Render each line of the material below as a Markdown table with two columns, Row and Line, numbering the rows and skipping blank lines.

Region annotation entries
# # #

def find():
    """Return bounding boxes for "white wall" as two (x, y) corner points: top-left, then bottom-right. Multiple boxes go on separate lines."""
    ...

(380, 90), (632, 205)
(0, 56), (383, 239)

# # #

▶ [Result for this exercise]:
| Row | Line |
|---|---|
| 1 | def find(): |
| 2 |     """Return bounding boxes for "white wall" as two (x, y) corner points: top-left, then bottom-right. Multiple boxes go on separate lines.""" |
| 3 |     ... |
| 4 | (380, 90), (632, 205) |
| 5 | (0, 56), (383, 239) |